▶ [GIVEN EXERCISE]: In the goose hunting forum thread, list every username that appears as a post heading, along with the date shown beside it.

▶ [EXCERPT TO READ]:
++++++++

Concealment or shiny decoys seem to be the problem 90% of the time as already mentioned. All you can do is keep making adjustments until something works. I always pick up as much crop residue or grass on the way in as I can. Sometimes your blinds are the last thing you set up, then your having to walk around forever trying to scrape up enough to cover up your blinds. I purposly bought a blind with a lower profile, probably not quite as comfortable but it doesn't stick out as much as some of the giant blinds they are selling now.


----------



## waterfowler7 (Sep 16, 2008)

Its a good idea if you havent already to mud your blind


----------



## KDM (Aug 13, 2008)

I agree with concealment being the issue most of the time.I have found most of the time if the spread isn't what they like they won't finish but usually won't flare.


----------



## honker85 (Mar 12, 2008)

same thing happened to us all morning.....couldnt get flocks to finish they would hang up right at about 70 yards then go to the left and just sorta mill around in the air for a while then leave.....couldnt evene get the pairs.....clear blue skys deeks did have glare to them.....concealed very well ...mabey calleed to much ...only god knows what ........o well its days like those that make the ones where the geese seemed to be tied to a string so much better....


----------



## cgreeny (Apr 21, 2004)

averyghg said:


> USAlx50 said:
> 
> 
> > averyghg said:
> ...


Are you kididn me, your Averyghg and you dont have 10 dozen FFD's. Im just kidding, What I try to do is set up your FFD's first then wait until after the sunrise then setup the pro grades, have them set out in where you want them, but have them sitting on their backs. Or leavie them out at night so they are cold to start with. As far as flaring we had several times last weekend everything was pefect and what happened, the dog waggin his tail caught the attention of a small group of snows and they booked. And thats no BS, I forgot the dog blind and the birds picked him out at 100 yds. So like stated before it could be a number of things.


----------

++++++++

Rows from a box labeling dataset
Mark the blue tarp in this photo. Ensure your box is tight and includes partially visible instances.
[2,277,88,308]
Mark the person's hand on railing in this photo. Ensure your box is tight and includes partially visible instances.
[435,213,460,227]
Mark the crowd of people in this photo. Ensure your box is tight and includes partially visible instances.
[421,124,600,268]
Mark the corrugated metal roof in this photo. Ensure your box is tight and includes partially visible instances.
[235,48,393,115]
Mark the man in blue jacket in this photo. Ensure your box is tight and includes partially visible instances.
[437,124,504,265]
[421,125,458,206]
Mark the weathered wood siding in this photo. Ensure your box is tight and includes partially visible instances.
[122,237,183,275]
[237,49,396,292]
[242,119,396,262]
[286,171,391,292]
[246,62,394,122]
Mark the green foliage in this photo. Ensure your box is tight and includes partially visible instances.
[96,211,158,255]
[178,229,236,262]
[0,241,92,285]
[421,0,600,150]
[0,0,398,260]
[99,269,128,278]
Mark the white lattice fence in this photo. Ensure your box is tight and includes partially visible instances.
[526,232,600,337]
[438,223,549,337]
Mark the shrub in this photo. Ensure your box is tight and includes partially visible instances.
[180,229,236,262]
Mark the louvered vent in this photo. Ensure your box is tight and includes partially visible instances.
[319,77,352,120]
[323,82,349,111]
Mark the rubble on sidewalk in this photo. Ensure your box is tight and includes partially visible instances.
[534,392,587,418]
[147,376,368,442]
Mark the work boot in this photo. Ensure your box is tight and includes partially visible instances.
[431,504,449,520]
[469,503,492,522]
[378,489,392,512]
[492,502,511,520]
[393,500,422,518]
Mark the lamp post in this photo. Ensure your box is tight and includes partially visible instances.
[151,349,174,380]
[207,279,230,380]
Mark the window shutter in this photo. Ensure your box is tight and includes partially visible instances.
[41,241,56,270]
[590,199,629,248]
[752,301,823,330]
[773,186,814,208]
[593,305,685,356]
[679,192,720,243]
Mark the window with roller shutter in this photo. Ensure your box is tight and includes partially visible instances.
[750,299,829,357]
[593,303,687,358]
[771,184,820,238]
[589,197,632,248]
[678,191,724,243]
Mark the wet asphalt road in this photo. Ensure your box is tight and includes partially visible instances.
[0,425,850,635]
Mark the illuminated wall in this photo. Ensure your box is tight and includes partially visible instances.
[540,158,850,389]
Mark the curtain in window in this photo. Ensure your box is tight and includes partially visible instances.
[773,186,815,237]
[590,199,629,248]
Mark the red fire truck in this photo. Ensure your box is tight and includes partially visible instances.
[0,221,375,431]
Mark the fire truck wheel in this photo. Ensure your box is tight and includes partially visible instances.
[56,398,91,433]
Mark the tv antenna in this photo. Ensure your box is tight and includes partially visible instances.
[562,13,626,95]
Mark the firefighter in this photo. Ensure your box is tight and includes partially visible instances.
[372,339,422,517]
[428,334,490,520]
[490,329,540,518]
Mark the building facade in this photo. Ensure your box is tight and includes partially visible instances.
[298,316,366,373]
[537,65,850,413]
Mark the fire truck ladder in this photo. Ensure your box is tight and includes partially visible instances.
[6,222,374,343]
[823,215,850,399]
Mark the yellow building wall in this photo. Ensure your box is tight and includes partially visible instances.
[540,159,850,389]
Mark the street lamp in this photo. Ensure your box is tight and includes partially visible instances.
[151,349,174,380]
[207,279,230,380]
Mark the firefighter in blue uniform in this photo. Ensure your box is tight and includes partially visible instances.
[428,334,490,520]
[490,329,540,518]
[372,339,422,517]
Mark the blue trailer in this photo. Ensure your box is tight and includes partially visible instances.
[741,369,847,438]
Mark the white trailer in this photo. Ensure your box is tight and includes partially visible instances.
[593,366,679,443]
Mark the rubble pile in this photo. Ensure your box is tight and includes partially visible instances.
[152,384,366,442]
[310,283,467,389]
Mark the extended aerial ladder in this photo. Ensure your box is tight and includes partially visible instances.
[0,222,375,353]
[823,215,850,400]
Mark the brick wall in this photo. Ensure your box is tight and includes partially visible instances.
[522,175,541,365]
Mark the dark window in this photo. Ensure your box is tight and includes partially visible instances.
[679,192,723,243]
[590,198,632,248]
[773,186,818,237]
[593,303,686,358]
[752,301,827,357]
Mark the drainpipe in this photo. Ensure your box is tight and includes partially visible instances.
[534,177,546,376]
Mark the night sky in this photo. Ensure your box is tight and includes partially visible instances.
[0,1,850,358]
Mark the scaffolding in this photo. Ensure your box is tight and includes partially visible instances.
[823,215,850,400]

++++++++

▶ [EXERCISE OUTPUT]:
- waterfowler7 (Sep 16, 2008)
- KDM (Aug 13, 2008)
- honker85 (Mar 12, 2008)
- cgreeny (Apr 21, 2004)